◆ **Input data**:
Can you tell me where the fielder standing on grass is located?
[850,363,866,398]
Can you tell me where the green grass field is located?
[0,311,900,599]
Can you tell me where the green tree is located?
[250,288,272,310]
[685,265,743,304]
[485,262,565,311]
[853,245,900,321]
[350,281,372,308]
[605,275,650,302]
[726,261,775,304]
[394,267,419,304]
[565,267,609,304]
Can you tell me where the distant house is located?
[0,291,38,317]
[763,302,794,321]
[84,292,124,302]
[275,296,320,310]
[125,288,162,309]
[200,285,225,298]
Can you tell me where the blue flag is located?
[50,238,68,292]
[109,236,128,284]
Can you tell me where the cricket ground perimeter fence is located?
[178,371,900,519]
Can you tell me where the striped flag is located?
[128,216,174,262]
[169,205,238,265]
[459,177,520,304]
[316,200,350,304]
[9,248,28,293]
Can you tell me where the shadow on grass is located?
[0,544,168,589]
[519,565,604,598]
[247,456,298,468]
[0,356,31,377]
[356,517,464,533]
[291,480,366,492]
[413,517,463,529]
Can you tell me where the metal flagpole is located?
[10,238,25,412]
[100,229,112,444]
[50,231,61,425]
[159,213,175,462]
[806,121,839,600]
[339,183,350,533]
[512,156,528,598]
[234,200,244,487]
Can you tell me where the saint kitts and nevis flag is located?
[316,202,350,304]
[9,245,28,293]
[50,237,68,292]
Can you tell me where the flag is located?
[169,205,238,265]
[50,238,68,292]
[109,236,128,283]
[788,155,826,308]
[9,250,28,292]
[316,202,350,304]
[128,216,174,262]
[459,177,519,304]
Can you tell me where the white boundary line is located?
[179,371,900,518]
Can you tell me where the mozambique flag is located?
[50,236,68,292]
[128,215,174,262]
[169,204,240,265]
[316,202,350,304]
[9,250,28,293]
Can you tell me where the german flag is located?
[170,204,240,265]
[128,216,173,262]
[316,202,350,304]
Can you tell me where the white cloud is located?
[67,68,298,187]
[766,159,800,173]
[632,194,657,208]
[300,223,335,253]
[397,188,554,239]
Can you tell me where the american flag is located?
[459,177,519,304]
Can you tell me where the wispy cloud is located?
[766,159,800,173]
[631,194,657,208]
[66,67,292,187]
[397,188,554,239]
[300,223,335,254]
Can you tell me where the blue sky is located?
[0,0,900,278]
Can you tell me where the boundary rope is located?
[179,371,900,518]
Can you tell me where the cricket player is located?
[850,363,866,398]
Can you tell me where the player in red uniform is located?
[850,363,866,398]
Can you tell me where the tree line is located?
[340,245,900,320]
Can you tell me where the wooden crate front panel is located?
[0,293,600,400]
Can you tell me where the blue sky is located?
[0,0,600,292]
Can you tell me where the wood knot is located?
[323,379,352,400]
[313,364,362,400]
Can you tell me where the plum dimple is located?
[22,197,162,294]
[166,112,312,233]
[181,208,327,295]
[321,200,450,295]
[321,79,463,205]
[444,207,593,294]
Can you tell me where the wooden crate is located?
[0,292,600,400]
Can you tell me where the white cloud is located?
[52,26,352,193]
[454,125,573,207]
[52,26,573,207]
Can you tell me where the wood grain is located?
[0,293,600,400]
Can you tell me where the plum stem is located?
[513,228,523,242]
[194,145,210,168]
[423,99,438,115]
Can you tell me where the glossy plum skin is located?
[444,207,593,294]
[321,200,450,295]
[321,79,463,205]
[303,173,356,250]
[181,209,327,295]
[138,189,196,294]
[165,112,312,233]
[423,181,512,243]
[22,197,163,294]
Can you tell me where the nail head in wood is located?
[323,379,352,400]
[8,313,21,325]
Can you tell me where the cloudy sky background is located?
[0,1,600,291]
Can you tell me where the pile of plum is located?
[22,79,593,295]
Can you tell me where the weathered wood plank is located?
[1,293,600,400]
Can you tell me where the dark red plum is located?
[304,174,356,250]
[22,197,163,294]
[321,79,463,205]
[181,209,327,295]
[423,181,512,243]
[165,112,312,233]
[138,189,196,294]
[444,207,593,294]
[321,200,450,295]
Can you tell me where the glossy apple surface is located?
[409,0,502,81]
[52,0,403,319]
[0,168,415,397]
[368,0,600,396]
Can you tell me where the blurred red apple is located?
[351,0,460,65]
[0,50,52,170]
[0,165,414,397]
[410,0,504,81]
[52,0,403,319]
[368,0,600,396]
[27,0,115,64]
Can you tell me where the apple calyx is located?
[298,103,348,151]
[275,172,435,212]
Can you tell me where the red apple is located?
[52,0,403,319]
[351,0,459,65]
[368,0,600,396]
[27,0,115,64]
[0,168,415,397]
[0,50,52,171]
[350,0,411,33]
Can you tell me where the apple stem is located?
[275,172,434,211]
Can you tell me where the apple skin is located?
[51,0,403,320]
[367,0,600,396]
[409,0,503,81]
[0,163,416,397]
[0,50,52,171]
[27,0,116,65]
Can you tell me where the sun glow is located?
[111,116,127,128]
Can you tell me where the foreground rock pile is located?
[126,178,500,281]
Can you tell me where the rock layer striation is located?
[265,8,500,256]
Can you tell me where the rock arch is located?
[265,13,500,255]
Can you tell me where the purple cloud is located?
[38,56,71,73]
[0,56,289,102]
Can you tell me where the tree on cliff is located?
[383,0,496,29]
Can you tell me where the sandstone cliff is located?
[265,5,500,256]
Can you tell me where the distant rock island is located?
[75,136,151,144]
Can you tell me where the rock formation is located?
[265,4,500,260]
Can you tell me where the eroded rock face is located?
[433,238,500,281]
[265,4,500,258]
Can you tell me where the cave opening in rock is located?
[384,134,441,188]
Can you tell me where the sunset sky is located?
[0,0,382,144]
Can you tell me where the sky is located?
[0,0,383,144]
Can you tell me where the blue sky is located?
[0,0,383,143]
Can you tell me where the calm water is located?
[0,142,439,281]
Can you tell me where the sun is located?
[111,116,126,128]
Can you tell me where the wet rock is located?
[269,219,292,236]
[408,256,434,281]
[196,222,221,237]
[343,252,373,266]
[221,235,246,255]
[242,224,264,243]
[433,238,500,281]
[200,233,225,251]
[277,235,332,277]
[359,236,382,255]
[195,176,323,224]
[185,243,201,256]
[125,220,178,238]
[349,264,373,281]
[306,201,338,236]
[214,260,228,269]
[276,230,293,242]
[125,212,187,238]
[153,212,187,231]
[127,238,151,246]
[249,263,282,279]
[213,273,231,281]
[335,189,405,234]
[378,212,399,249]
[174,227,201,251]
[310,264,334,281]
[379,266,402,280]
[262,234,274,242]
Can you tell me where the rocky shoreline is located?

◆ **Set problem**:
Render every line of the listing above as a Markdown table with a Row column for the line number and a Text column for the line itself, leaving out blank lines.

◆ **Output of the exercise**:
| Row | Text |
|---|---|
| 1 | Can you tell me where the fielder standing on grass is located? |
| 2 | [850,363,866,398] |
| 3 | Can you tell me where the green grass field is located? |
| 4 | [0,311,900,599] |
| 5 | Can you tell me where the green tree is located? |
| 6 | [250,288,272,310] |
| 7 | [685,265,743,304] |
| 8 | [485,262,565,311] |
| 9 | [853,245,900,321] |
| 10 | [350,281,372,308] |
| 11 | [605,275,650,302] |
| 12 | [726,261,775,304] |
| 13 | [394,267,419,304] |
| 14 | [565,267,609,304] |
| 15 | Can you tell me where the distant house is located? |
| 16 | [0,291,38,317] |
| 17 | [763,302,794,321] |
| 18 | [84,292,124,302] |
| 19 | [275,296,320,310] |
| 20 | [125,288,162,309] |
| 21 | [200,285,225,298] |
| 22 | Can you tell me where the blue flag is located? |
| 23 | [50,238,68,292] |
| 24 | [109,236,128,284] |
| 25 | Can you tell me where the cricket ground perimeter fence is located? |
| 26 | [178,371,900,519] |
| 27 | Can you tell me where the striped flag is located? |
| 28 | [128,216,174,262] |
| 29 | [169,205,238,265] |
| 30 | [459,177,520,304] |
| 31 | [316,200,350,304] |
| 32 | [9,248,28,293] |
| 33 | Can you tell me where the shadow on grass is located? |
| 34 | [0,544,168,589] |
| 35 | [519,565,604,598] |
| 36 | [247,456,298,468] |
| 37 | [0,356,31,377] |
| 38 | [356,517,464,533] |
| 39 | [291,480,366,492] |
| 40 | [413,517,463,529] |
| 41 | Can you tell me where the metal flagpole is located? |
| 42 | [10,238,25,412] |
| 43 | [100,229,112,444] |
| 44 | [50,231,61,425] |
| 45 | [159,213,175,462] |
| 46 | [806,121,839,600] |
| 47 | [339,183,350,533] |
| 48 | [512,156,528,598] |
| 49 | [234,200,244,487] |
| 50 | Can you tell me where the saint kitts and nevis flag is located? |
| 51 | [316,202,350,304] |
| 52 | [9,245,28,293] |
| 53 | [50,237,68,292] |
| 54 | Can you tell me where the flag is located? |
| 55 | [169,205,238,265] |
| 56 | [50,238,68,292] |
| 57 | [109,236,128,283] |
| 58 | [788,155,826,308] |
| 59 | [9,250,28,292] |
| 60 | [316,202,350,304] |
| 61 | [128,216,174,262] |
| 62 | [459,177,519,304] |
| 63 | Can you tell me where the white boundary line is located? |
| 64 | [179,371,900,518] |
| 65 | Can you tell me where the mozambique flag is located? |
| 66 | [50,236,68,292] |
| 67 | [128,215,174,262] |
| 68 | [169,204,240,265] |
| 69 | [316,202,350,304] |
| 70 | [9,250,28,293] |
| 71 | Can you tell me where the german flag is located? |
| 72 | [170,204,240,265] |
| 73 | [128,216,173,262] |
| 74 | [316,202,350,304] |
| 75 | Can you tell me where the white cloud is located? |
| 76 | [67,68,298,187] |
| 77 | [766,159,800,173] |
| 78 | [632,194,657,208] |
| 79 | [300,223,335,253] |
| 80 | [397,188,554,239] |
| 81 | Can you tell me where the american flag is located? |
| 82 | [459,177,519,304] |
| 83 | Can you tell me where the wispy cloud is located? |
| 84 | [766,159,800,173] |
| 85 | [631,194,657,208] |
| 86 | [66,67,292,187] |
| 87 | [397,188,554,239] |
| 88 | [300,223,335,254] |
| 89 | Can you tell me where the blue sky is located? |
| 90 | [0,0,900,278] |
| 91 | Can you tell me where the boundary rope is located? |
| 92 | [179,371,900,518] |
| 93 | Can you tell me where the cricket player is located? |
| 94 | [850,363,866,398] |
| 95 | Can you tell me where the player in red uniform is located? |
| 96 | [850,363,866,398] |
| 97 | Can you tell me where the tree line is located? |
| 98 | [340,245,900,320] |
| 99 | Can you tell me where the wooden crate front panel is located? |
| 100 | [0,293,600,400] |
| 101 | Can you tell me where the blue sky is located? |
| 102 | [0,0,600,292] |
| 103 | Can you tell me where the wood knot is located? |
| 104 | [323,379,352,400] |
| 105 | [313,364,362,400] |
| 106 | Can you tell me where the plum dimple is located? |
| 107 | [22,197,162,294] |
| 108 | [166,112,312,233] |
| 109 | [181,208,327,295] |
| 110 | [321,200,450,295] |
| 111 | [321,79,463,205] |
| 112 | [444,207,593,294] |
| 113 | Can you tell me where the wooden crate is located? |
| 114 | [0,292,600,400] |
| 115 | Can you tell me where the white cloud is located? |
| 116 | [52,26,352,193] |
| 117 | [454,125,573,207] |
| 118 | [52,26,573,207] |
| 119 | Can you tell me where the wood grain is located? |
| 120 | [0,293,600,400] |
| 121 | Can you tell me where the plum stem is located? |
| 122 | [513,228,523,242] |
| 123 | [194,145,210,168] |
| 124 | [423,99,438,115] |
| 125 | Can you tell me where the glossy plum skin is located? |
| 126 | [444,207,593,294] |
| 127 | [321,200,450,295] |
| 128 | [321,79,463,205] |
| 129 | [303,173,356,250] |
| 130 | [181,209,327,295] |
| 131 | [138,189,196,294] |
| 132 | [165,112,312,233] |
| 133 | [423,181,512,243] |
| 134 | [22,197,163,294] |
| 135 | Can you tell me where the nail head in wood is located? |
| 136 | [323,379,352,400] |
| 137 | [8,313,21,325] |
| 138 | Can you tell me where the cloudy sky background is located? |
| 139 | [0,1,600,291] |
| 140 | Can you tell me where the pile of plum is located? |
| 141 | [22,79,593,295] |
| 142 | Can you tell me where the weathered wood plank is located? |
| 143 | [1,293,600,400] |
| 144 | Can you tell me where the dark red plum is located? |
| 145 | [304,174,356,250] |
| 146 | [22,197,163,294] |
| 147 | [321,79,463,205] |
| 148 | [181,209,327,295] |
| 149 | [423,181,512,243] |
| 150 | [165,112,312,233] |
| 151 | [138,189,196,294] |
| 152 | [444,207,593,294] |
| 153 | [321,200,450,295] |
| 154 | Can you tell me where the glossy apple surface is located? |
| 155 | [409,0,502,81] |
| 156 | [52,0,403,319] |
| 157 | [0,168,415,397] |
| 158 | [368,0,600,396] |
| 159 | Can you tell me where the blurred red apple is located? |
| 160 | [351,0,460,65] |
| 161 | [0,50,52,170] |
| 162 | [0,165,414,397] |
| 163 | [410,0,504,81] |
| 164 | [52,0,403,319] |
| 165 | [368,0,600,396] |
| 166 | [27,0,115,64] |
| 167 | Can you tell me where the apple calyx is located? |
| 168 | [298,103,348,151] |
| 169 | [275,172,435,212] |
| 170 | Can you tell me where the red apple is located? |
| 171 | [52,0,403,319] |
| 172 | [351,0,459,65] |
| 173 | [368,0,600,396] |
| 174 | [27,0,115,64] |
| 175 | [0,168,415,397] |
| 176 | [0,50,52,171] |
| 177 | [350,0,411,33] |
| 178 | Can you tell me where the apple stem is located? |
| 179 | [275,172,434,211] |
| 180 | Can you tell me where the apple skin is located? |
| 181 | [51,0,403,320] |
| 182 | [367,0,600,396] |
| 183 | [409,0,503,81] |
| 184 | [0,163,416,397] |
| 185 | [0,50,52,171] |
| 186 | [27,0,116,65] |
| 187 | Can you tell me where the sun glow is located? |
| 188 | [111,116,127,128] |
| 189 | Can you tell me where the foreground rock pile is located? |
| 190 | [126,178,500,281] |
| 191 | Can you tell me where the rock layer striation is located? |
| 192 | [265,8,500,256] |
| 193 | Can you tell me where the rock arch is located? |
| 194 | [265,13,500,255] |
| 195 | Can you tell me where the purple cloud is located? |
| 196 | [38,56,71,73] |
| 197 | [0,56,289,102] |
| 198 | Can you tell me where the tree on cliff is located? |
| 199 | [383,0,496,29] |
| 200 | Can you tell me where the sandstone cliff is located? |
| 201 | [265,5,500,256] |
| 202 | Can you tell me where the distant rock island is located? |
| 203 | [75,136,151,144] |
| 204 | Can you tell me where the rock formation is located? |
| 205 | [265,4,500,260] |
| 206 | Can you tell me where the eroded rock face is located? |
| 207 | [433,238,500,281] |
| 208 | [265,4,500,258] |
| 209 | Can you tell me where the cave opening in rock is located? |
| 210 | [384,134,441,188] |
| 211 | Can you tell me where the sunset sky is located? |
| 212 | [0,0,382,144] |
| 213 | Can you tell me where the sky is located? |
| 214 | [0,0,383,144] |
| 215 | Can you tell me where the blue sky is located? |
| 216 | [0,0,383,143] |
| 217 | Can you tell me where the calm water is located? |
| 218 | [0,142,439,281] |
| 219 | Can you tell me where the sun is located? |
| 220 | [111,116,126,128] |
| 221 | Can you tell me where the wet rock is located? |
| 222 | [269,219,292,236] |
| 223 | [408,256,434,281] |
| 224 | [196,222,221,237] |
| 225 | [343,252,373,266] |
| 226 | [221,235,246,255] |
| 227 | [242,224,264,243] |
| 228 | [433,238,500,281] |
| 229 | [200,233,225,251] |
| 230 | [277,235,332,277] |
| 231 | [359,236,382,255] |
| 232 | [195,176,323,224] |
| 233 | [185,243,201,256] |
| 234 | [125,220,178,238] |
| 235 | [349,264,373,281] |
| 236 | [306,201,338,236] |
| 237 | [214,260,228,269] |
| 238 | [276,230,293,242] |
| 239 | [125,212,187,238] |
| 240 | [153,212,187,231] |
| 241 | [127,238,151,246] |
| 242 | [249,263,282,279] |
| 243 | [213,273,231,281] |
| 244 | [335,189,405,234] |
| 245 | [378,212,399,249] |
| 246 | [174,227,201,251] |
| 247 | [310,264,334,281] |
| 248 | [379,266,402,280] |
| 249 | [262,234,274,242] |
| 250 | Can you tell me where the rocky shoreline is located? |